=== TEXTO PROPORCIONADO ===

——

# **Preparación de datos previa a proceso de modelado**

## **Librerías**

In [1]:
from modeling_auxiliary_functions import (apply_pca,
                                          train_model, 
                                          split_train_test_date
                                 )
from modeling_auxiliary_functions import add_total_load

import warnings
import pandas as pd
import datetime as dt
import matplotlib.pyplot as plt

In [2]:
pd.set_option('display.max_columns', None)
pd.set_option('display.max_rows', 10)
warnings.filterwarnings('ignore')

## **Modelado predictivo**

El objetivo es predecir las 24 horas de la demanda total de energía con una anticipación de 12,24 y 36 horas según las sesiones intradiarias del mercado eléctrico mayorista.

——

[Extracto del conjunto de datos]
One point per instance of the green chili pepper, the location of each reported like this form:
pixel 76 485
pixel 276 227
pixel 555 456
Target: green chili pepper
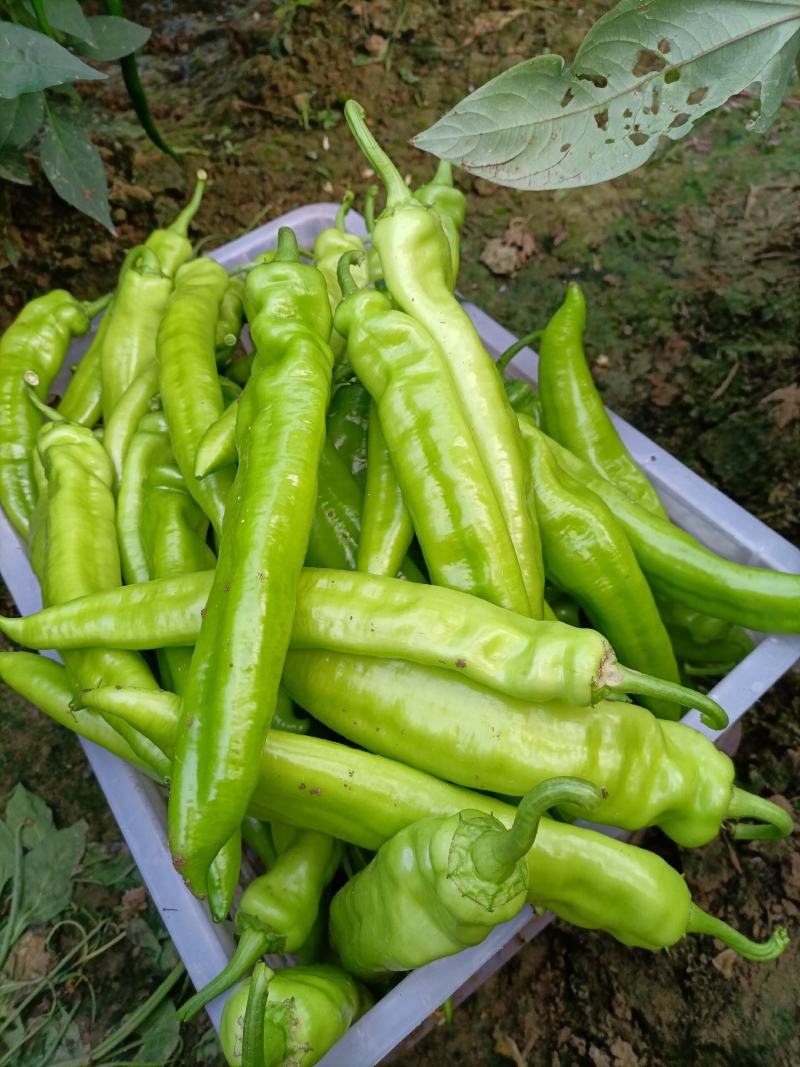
pixel 122 424
pixel 188 381
pixel 587 553
pixel 308 1009
pixel 527 658
pixel 174 532
pixel 681 569
pixel 149 447
pixel 35 345
pixel 443 884
pixel 656 773
pixel 129 345
pixel 230 318
pixel 46 685
pixel 451 503
pixel 386 526
pixel 574 414
pixel 348 419
pixel 81 557
pixel 415 259
pixel 276 911
pixel 449 205
pixel 589 879
pixel 233 681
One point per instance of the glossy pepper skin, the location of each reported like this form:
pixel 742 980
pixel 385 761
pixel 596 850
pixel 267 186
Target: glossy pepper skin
pixel 174 541
pixel 387 529
pixel 348 421
pixel 656 774
pixel 451 503
pixel 188 381
pixel 589 879
pixel 573 412
pixel 442 885
pixel 528 658
pixel 449 204
pixel 681 569
pixel 233 681
pixel 129 344
pixel 308 1009
pixel 277 910
pixel 36 340
pixel 81 556
pixel 415 258
pixel 148 448
pixel 587 554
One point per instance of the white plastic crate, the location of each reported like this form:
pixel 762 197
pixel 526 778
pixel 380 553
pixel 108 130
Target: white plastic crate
pixel 139 807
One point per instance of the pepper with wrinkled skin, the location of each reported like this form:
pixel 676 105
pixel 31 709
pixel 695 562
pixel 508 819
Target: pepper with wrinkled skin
pixel 308 1009
pixel 449 204
pixel 348 421
pixel 451 504
pixel 149 448
pixel 122 425
pixel 587 878
pixel 527 658
pixel 657 773
pixel 129 344
pixel 189 384
pixel 387 529
pixel 232 688
pixel 173 531
pixel 587 554
pixel 81 557
pixel 680 568
pixel 36 341
pixel 416 264
pixel 276 911
pixel 442 885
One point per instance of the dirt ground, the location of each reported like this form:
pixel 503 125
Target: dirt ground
pixel 690 268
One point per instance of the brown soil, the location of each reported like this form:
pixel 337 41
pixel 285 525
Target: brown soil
pixel 691 272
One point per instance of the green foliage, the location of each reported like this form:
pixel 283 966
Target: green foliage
pixel 645 69
pixel 37 46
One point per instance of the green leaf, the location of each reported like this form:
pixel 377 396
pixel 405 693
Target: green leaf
pixel 29 811
pixel 20 118
pixel 74 166
pixel 646 68
pixel 160 1033
pixel 114 37
pixel 6 849
pixel 47 876
pixel 66 15
pixel 32 61
pixel 14 165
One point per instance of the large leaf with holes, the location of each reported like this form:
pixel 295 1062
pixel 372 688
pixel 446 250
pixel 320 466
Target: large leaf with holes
pixel 646 68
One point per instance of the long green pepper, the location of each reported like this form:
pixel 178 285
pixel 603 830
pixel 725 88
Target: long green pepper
pixel 234 678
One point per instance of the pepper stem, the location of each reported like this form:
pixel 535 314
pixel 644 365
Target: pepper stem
pixel 397 191
pixel 505 359
pixel 496 851
pixel 369 208
pixel 252 944
pixel 180 224
pixel 93 306
pixel 701 922
pixel 346 280
pixel 287 251
pixel 774 822
pixel 254 1017
pixel 614 678
pixel 347 203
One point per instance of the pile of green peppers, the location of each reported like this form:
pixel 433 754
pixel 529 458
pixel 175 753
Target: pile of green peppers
pixel 346 588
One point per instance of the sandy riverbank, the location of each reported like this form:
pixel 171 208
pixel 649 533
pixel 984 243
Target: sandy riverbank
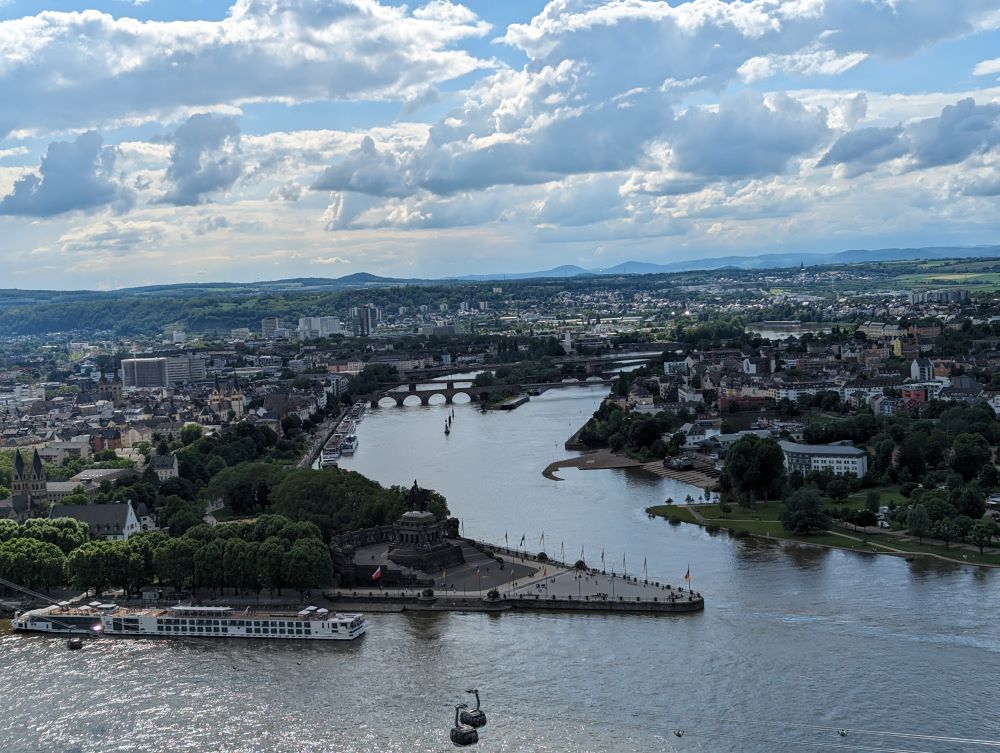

——

=== ENUNCIADO 1 ===
Enumera todas las funciones que el texto sobre preparación de datos importa desde el módulo modeling_auxiliary_functions.
=== ENUNCIADO 2 ===
Traduce al inglés esta oración del texto sobre preparación de datos: "El objetivo es predecir las 24 horas de la demanda total de energía con una anticipación de 12,24 y 36 horas según las sesiones intradiarias del mercado eléctrico mayorista."
=== ENUNCIADO 3 ===
Continúa el texto sobre preparación de datos a partir de su última oración.

=== RESPUESTA ESPERADA 1 ===
apply_pca, train_model, split_train_test_date, add_total_load

=== RESPUESTA ESPERADA 2 ===
The goal is to predict the 24 hours of total energy demand 12, 24, and 36 hours in advance, according to the intraday sessions of the wholesale electricity market.

=== RESPUESTA ESPERADA 3 ===
In [None]:
basic_dataset = pd.read_pickle('./modeling_datasets/basic_dataset.pkl')

In [4]:
offer_dataset = pd.read_pickle('./modeling_datasets/market_offer_dataset.pkl')
offer_dataset = add_total_load(offer_dataset, basic_dataset)
X_train, y_train, X_test, y_test = split_train_test_date(offer_dataset, "total_load_actual", dt.datetime(2018,1,1,0))

In [13]:
min_variance = 0.95
pca_summary, num_components, X_train, X_test = apply_pca(min_variance, X_train, X_test)
pca_summary

Unnamed: 0,components,accumulated_variance
0,1,0.355424
1,2,0.643161
2,3,0.850071
3,4,0.918046
4,5,0.94526
5,6,0.96699
6,7,0.985653
7,8,1.0


In [8]:
# rfo_model = train_model(X_train, y_train, "randomForest")

In [7]:
xgb_model = train_model(X_train, y_train, "XGBoost")

Fitting 3 folds for each of 27 candidates, totalling 81 fits


In [9]:
# mlp_model = train_model(X_train, y_train, "MLP")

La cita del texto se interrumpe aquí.